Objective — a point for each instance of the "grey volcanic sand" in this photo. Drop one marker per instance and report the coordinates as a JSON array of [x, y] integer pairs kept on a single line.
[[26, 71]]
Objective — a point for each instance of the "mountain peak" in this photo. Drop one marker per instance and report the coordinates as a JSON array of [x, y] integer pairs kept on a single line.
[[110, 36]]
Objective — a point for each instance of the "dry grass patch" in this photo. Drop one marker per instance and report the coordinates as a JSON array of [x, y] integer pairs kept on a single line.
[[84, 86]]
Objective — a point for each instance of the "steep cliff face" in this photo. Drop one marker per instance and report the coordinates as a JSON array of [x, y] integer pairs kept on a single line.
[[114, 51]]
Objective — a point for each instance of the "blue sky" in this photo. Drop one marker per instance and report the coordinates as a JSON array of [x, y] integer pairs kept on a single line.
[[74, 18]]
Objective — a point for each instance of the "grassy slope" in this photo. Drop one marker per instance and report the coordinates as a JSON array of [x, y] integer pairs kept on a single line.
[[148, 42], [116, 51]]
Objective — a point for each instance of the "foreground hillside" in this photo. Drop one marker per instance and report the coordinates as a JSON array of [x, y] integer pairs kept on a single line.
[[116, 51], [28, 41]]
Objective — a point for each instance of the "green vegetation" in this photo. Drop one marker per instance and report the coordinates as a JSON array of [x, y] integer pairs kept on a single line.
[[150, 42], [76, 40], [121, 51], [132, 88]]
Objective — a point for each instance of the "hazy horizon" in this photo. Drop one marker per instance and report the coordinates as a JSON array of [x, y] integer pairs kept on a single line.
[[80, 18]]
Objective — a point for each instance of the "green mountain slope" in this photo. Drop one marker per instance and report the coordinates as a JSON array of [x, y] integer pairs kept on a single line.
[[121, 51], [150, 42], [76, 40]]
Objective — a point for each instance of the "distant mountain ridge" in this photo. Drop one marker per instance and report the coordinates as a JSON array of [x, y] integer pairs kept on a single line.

* Required task *
Return each entry from the material above exactly as it appears.

* The reply *
Objective — a point for each instance of the "grey volcanic sand" in this photo. Drop one marker per instance and report the coordinates as a JSON array of [x, y] integer pairs kept on a single line.
[[26, 71]]
Objective — a point for each instance of the "mountain peak" in this photo. Drop one marker per instance and report the coordinates as a JSON array of [x, y] integer pairs kept on a single line.
[[110, 36]]
Objective — a point for each instance of the "dry grass patch" in this photo. Drop one marker per instance and report the coordinates as a JSON array of [x, y] integer pairs kept on a single line.
[[84, 86]]
Objective — a point for each instance of the "steep cliff face" in this photo. Drop one marker per instance and report the coordinates as a JSON array of [x, y] integer pairs kept on a single line.
[[114, 51]]
Objective — a point for each instance of the "blue sky" in this photo. Drop one marker per instance and report the coordinates as a JSON array of [x, y] integer pairs kept on a single line.
[[74, 18]]
Objective — a point for each instance of the "grassy slope" in this photo. Drop one marker per instance and report the coordinates as a JSON array of [x, y] integer pairs kept on a single line.
[[148, 42], [116, 51]]
Objective — a point for each instance of the "foreground hillside" in this photo. Drop one marker per instance and report the coordinates as a JSON array of [x, y] integer pairs kept on a single line.
[[116, 51], [28, 41]]
Objective — a point for each instance of the "green vegetation" in this photo. Drop one marker per instance and report the coordinates as a JSON array of [x, y] integer pairs kept on a single line.
[[150, 42], [76, 40], [121, 51], [132, 88]]
Objective — a point for each instance of the "hazy horizon" in this photo. Drop one marker per instance and report the coordinates as a JSON array of [x, y] integer pairs kept on a single line.
[[80, 18]]
Objective — a point for each instance of the "green mountain slope" in this photo. Drop one marker per instance and report the coordinates as a JSON array of [x, y] integer pairs kept on a single line.
[[121, 51], [150, 42], [76, 40]]
Objective — a point for each instance of the "distant mountain ridge" in this photo. Drop one marker per instance and report the coordinates as a JSON array of [x, y] integer pairs kept on a single line.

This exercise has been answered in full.